REQUIREMENT: Below this line is a set of entries; quote exactly the lines from the line that contains "Where can you spot the dark suv?" to the line that contains "Where can you spot the rear", both lines included.

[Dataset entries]
########
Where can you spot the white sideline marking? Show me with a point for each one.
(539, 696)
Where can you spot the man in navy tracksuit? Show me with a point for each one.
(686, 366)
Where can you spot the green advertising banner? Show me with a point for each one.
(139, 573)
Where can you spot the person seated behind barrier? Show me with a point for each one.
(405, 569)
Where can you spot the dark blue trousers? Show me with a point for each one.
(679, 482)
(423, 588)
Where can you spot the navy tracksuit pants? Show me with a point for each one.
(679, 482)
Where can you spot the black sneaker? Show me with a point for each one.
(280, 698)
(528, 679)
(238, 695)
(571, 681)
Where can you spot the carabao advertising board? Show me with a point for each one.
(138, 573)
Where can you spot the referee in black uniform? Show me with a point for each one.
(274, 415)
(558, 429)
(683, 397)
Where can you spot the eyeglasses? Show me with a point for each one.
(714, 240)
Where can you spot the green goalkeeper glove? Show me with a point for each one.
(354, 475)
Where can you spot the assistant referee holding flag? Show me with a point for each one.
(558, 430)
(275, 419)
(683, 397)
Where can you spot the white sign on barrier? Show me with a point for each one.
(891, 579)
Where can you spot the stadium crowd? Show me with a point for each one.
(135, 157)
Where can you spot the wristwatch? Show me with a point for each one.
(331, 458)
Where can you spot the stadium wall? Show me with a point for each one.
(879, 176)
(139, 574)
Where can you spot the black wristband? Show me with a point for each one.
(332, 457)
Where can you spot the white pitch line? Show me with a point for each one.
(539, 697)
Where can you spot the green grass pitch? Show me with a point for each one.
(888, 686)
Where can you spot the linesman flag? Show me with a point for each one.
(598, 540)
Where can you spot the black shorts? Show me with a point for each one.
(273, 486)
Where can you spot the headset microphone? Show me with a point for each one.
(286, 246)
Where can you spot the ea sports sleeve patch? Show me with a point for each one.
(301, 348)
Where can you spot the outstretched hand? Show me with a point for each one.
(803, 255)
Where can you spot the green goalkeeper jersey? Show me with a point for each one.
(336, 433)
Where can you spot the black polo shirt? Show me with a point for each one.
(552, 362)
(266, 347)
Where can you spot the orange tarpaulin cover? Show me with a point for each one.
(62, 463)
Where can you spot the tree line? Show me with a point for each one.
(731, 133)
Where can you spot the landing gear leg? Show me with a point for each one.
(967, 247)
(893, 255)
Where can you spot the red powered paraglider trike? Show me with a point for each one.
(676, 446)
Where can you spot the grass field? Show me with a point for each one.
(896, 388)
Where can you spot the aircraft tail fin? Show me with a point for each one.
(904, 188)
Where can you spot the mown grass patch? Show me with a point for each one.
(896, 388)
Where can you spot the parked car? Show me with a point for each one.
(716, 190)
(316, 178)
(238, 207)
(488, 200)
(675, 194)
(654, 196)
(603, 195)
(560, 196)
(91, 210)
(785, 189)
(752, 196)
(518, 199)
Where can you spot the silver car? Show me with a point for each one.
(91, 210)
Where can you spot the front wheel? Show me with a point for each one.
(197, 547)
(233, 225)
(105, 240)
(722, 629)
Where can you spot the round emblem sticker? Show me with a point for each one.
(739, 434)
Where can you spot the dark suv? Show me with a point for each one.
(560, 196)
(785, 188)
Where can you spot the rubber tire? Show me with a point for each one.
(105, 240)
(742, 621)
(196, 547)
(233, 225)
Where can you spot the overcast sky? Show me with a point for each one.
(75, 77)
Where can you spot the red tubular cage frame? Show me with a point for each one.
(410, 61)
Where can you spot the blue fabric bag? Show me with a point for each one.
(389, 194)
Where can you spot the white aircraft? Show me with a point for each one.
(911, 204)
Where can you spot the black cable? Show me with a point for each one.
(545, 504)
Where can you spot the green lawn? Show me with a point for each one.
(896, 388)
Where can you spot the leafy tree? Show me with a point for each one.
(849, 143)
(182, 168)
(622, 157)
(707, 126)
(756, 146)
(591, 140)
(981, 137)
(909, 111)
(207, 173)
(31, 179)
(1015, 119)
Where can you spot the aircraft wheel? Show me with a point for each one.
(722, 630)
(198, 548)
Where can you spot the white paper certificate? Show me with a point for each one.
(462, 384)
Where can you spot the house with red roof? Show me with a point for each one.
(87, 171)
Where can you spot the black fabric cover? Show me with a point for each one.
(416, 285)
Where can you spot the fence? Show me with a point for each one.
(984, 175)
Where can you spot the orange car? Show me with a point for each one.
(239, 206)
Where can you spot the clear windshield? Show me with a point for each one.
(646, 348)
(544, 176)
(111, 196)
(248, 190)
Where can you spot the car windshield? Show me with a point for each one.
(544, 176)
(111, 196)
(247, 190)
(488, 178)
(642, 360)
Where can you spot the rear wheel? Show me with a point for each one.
########
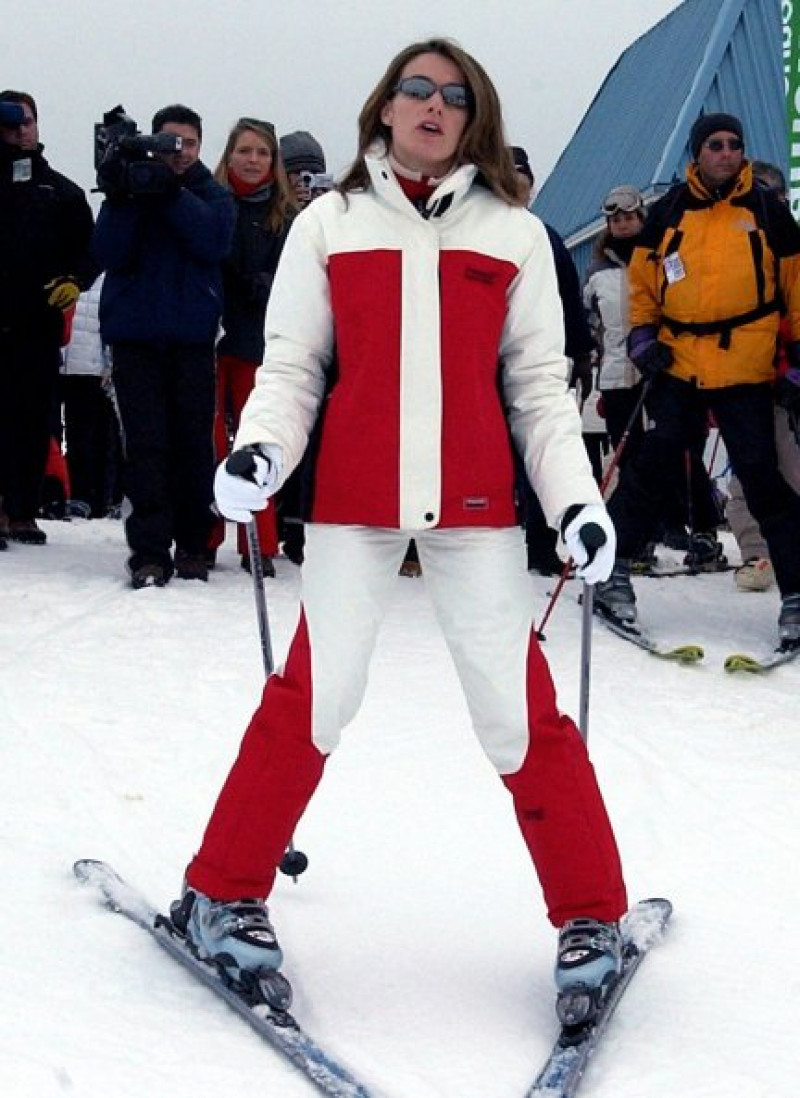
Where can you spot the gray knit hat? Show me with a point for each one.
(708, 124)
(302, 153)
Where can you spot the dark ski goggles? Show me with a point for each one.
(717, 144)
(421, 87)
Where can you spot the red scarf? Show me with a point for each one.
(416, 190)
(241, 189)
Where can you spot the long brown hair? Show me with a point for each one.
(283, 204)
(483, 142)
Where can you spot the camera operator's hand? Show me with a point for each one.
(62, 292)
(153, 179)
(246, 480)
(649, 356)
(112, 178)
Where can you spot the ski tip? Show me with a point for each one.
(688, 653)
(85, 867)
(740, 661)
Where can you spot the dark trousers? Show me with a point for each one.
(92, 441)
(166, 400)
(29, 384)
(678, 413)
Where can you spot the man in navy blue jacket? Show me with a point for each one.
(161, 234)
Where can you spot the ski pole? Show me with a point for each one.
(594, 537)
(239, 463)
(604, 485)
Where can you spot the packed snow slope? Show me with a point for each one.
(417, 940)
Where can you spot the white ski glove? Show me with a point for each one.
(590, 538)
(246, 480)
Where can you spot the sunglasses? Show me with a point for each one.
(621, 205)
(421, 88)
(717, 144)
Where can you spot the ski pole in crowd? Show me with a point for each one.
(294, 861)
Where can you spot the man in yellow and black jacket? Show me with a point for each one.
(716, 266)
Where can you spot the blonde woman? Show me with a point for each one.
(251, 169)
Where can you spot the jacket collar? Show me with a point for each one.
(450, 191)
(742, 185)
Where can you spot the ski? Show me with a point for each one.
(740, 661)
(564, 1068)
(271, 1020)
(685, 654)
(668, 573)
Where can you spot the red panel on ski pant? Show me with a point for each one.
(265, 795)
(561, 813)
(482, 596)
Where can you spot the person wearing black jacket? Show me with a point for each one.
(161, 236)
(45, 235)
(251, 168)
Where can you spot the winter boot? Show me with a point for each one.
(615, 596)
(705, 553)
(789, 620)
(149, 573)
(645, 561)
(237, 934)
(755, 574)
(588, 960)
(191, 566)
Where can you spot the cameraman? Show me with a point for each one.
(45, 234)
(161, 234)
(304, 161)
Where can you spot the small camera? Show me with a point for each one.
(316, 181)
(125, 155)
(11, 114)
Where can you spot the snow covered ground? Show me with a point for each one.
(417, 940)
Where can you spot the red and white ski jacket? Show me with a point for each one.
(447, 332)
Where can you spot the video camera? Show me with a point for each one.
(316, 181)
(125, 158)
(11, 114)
########
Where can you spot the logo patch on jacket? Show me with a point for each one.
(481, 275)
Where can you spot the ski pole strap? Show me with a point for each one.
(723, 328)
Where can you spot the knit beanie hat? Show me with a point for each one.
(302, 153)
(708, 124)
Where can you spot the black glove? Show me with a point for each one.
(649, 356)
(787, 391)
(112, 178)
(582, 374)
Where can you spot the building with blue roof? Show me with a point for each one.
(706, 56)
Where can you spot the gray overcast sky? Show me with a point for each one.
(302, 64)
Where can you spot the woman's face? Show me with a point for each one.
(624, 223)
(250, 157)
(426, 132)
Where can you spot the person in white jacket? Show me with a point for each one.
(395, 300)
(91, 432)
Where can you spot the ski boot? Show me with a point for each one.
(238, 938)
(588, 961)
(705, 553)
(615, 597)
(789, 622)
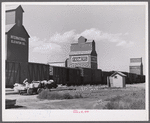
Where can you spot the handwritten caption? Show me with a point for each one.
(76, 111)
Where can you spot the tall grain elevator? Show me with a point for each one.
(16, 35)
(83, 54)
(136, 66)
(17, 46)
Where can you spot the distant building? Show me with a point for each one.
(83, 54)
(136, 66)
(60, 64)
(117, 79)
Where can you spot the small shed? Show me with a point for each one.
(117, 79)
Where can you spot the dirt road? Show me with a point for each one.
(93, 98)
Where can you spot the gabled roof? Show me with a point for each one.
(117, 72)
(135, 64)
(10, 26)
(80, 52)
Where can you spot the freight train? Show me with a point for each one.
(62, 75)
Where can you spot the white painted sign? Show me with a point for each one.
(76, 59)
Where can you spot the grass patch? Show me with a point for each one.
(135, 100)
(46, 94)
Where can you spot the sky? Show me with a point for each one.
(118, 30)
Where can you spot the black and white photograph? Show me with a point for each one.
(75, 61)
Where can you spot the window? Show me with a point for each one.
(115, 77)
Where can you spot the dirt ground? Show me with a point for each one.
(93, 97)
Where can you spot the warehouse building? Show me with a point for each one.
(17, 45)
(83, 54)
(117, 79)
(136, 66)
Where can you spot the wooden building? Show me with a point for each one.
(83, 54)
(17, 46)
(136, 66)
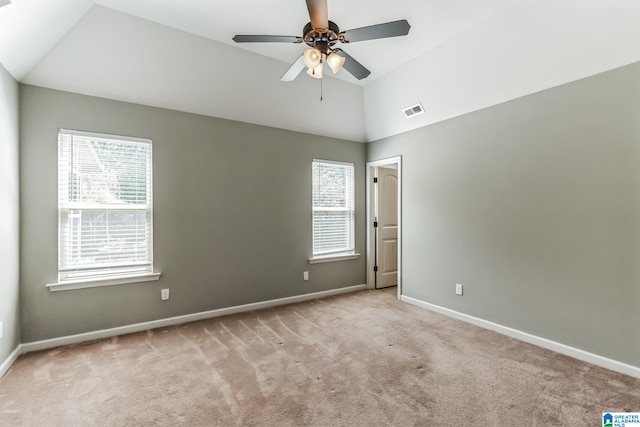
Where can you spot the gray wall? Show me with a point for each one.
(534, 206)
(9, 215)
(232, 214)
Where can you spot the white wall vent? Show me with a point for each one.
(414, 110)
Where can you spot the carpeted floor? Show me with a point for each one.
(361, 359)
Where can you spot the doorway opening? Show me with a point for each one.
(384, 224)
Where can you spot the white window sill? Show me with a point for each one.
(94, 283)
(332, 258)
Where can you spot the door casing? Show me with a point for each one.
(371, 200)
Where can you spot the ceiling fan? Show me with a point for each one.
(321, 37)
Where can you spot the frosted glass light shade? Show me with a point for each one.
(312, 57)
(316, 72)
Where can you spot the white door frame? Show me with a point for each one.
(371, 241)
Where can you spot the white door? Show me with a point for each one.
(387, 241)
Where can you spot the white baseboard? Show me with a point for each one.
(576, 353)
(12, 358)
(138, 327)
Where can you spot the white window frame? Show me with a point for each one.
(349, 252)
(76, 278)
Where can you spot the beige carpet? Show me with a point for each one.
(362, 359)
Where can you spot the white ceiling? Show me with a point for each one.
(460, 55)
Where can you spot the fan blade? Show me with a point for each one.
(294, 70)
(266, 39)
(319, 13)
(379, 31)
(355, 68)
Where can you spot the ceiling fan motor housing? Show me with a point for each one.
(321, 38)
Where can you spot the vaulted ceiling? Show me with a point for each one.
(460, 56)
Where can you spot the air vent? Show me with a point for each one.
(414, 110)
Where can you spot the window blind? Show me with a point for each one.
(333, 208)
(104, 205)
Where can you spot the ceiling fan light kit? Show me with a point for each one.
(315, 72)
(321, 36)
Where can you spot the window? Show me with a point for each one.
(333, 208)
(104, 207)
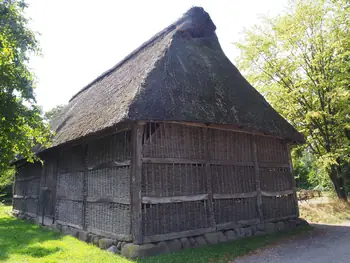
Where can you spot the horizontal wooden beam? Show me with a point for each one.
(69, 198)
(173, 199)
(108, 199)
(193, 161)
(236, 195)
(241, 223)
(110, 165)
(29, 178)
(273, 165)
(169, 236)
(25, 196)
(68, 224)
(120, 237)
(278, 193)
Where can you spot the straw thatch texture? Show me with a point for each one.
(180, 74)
########
RESPONSE TO THE EXERCISE:
Where can you spot the dark suv? Show me with a point for each one.
(560, 196)
(785, 188)
Where can you spot the rubber tire? Show me with a point for each one.
(105, 240)
(742, 621)
(196, 547)
(233, 225)
Where can you spot the overcast sky? Show me with a point for each one.
(75, 77)
Where can you spot the red tubular cage frame? Show me with a point for each one.
(410, 61)
Where can you spot the blue fabric bag? Show me with a point for each one.
(389, 194)
Where can you spot the white aircraft? Show me with a point for each one.
(911, 204)
Where can you spot the black cable? Show me with a point for each one.
(545, 504)
Where can you spot the green lawn? Show me with a point for each one.
(896, 388)
Where can you spot the leafy tree? Show me with a point for each one.
(849, 143)
(182, 168)
(622, 157)
(707, 126)
(756, 146)
(591, 140)
(981, 137)
(909, 111)
(207, 173)
(31, 179)
(1015, 119)
Where can you spot the aircraft wheel? Show me with a point for each one.
(722, 630)
(198, 548)
Where can you spot the white paper certificate? Show me with a point for each one.
(462, 384)
Where can you spot the house with red roof? Show me with a point for each one.
(87, 171)
Where can you spot the black fabric cover? Show me with a point for each one.
(416, 285)
Where can you spot the fence? Show me with a point for each one.
(984, 175)
Where can you spot the orange car? Show me with a point for each one.
(239, 206)
Where can you spot the clear windshield? Show me with a point for each one.
(646, 348)
(544, 176)
(111, 196)
(248, 190)
Where can you spot the car windshield? Show me with a point for each one.
(544, 176)
(111, 196)
(247, 190)
(488, 178)
(642, 360)
Where can you spot the rear wheel? Show me with a point for each one.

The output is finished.